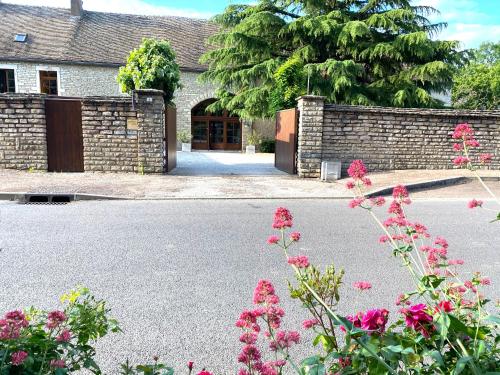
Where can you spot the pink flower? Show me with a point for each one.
(309, 323)
(282, 218)
(64, 336)
(57, 363)
(462, 131)
(460, 161)
(357, 169)
(362, 285)
(272, 240)
(264, 292)
(18, 357)
(300, 261)
(375, 320)
(54, 319)
(417, 318)
(400, 192)
(485, 158)
(356, 202)
(444, 306)
(475, 203)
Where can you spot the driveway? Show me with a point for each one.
(176, 274)
(223, 163)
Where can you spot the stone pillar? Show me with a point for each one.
(151, 128)
(310, 136)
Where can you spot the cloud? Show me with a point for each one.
(120, 6)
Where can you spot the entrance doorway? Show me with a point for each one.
(214, 131)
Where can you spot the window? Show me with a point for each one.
(48, 82)
(7, 80)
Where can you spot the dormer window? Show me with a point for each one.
(21, 38)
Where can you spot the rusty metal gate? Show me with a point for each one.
(64, 134)
(170, 139)
(285, 157)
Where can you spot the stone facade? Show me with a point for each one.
(23, 144)
(116, 136)
(92, 80)
(108, 145)
(387, 138)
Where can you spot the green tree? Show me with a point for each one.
(477, 85)
(151, 66)
(369, 52)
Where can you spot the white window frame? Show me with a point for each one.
(48, 69)
(14, 68)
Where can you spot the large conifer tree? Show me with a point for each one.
(367, 52)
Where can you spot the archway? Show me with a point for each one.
(214, 131)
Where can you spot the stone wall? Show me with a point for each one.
(23, 144)
(387, 138)
(108, 143)
(116, 135)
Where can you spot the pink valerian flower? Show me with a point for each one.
(282, 218)
(57, 363)
(444, 306)
(417, 318)
(375, 320)
(356, 202)
(309, 323)
(64, 336)
(264, 293)
(461, 161)
(17, 358)
(272, 240)
(485, 158)
(284, 339)
(475, 203)
(357, 169)
(463, 131)
(54, 319)
(300, 261)
(362, 285)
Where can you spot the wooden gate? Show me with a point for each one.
(170, 139)
(64, 134)
(285, 157)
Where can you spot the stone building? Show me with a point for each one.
(75, 52)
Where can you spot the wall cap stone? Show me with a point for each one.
(412, 111)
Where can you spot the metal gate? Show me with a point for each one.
(285, 157)
(170, 139)
(64, 134)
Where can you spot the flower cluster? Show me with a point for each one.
(279, 341)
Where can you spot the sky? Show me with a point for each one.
(469, 21)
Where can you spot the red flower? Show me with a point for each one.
(18, 358)
(357, 169)
(300, 261)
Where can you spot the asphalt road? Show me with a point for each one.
(177, 273)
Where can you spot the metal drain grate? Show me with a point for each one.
(47, 199)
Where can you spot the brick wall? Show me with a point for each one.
(108, 145)
(116, 137)
(388, 138)
(22, 132)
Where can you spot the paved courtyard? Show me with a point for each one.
(223, 163)
(177, 273)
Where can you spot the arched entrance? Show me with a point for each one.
(214, 131)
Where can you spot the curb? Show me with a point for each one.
(424, 185)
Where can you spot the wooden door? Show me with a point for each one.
(64, 134)
(285, 157)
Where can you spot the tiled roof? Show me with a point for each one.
(95, 38)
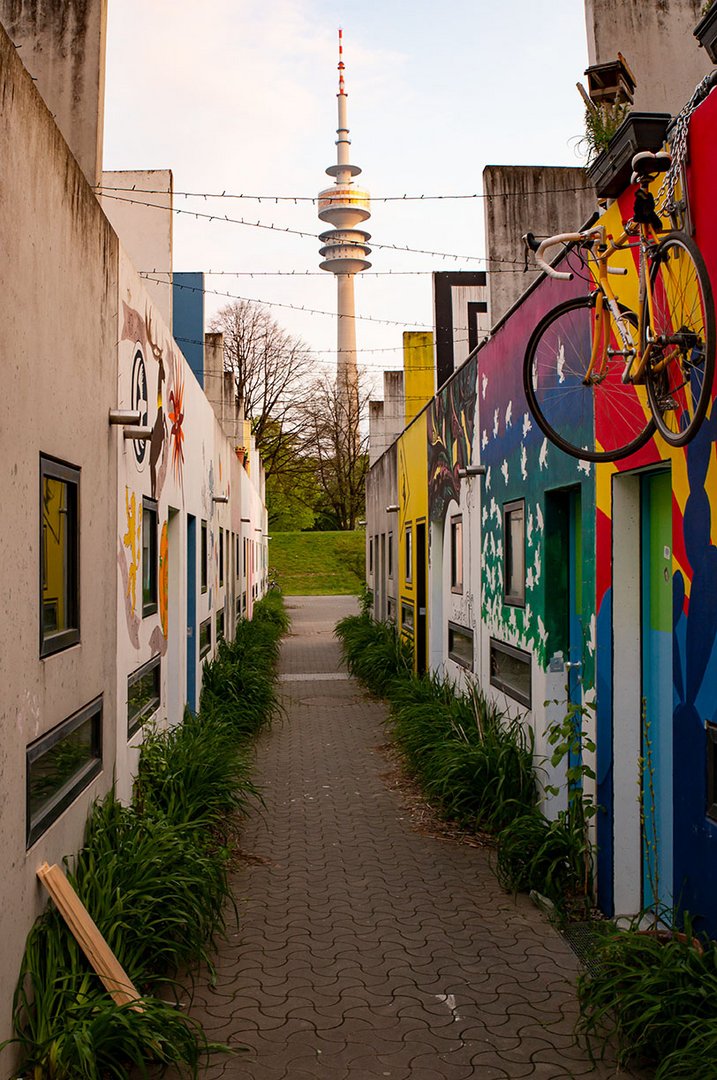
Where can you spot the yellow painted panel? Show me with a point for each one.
(418, 372)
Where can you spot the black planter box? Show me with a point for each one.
(705, 31)
(611, 170)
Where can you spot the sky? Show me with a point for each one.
(240, 97)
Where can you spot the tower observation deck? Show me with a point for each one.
(346, 247)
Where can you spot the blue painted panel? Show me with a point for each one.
(188, 319)
(191, 612)
(657, 648)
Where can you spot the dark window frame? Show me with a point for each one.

Stated task:
Rewrite everything from the line containing "Where can you spot the black" down to the end of the material, changing "planter box" to "plant container" and leaving all else unchanged.

Solution to the problem:
Where can you spot the black plant container? Show me with a point for each one.
(705, 31)
(611, 170)
Where can you spot the sky? Show me with a point for each one.
(240, 97)
Where can you spot the tower observation deck? Show me with a point for each one.
(346, 247)
Where can you spot the blue painted panel? Show me with a point for each one.
(188, 319)
(191, 612)
(657, 648)
Where can you spot the dark window frame? Show me with a point for each one.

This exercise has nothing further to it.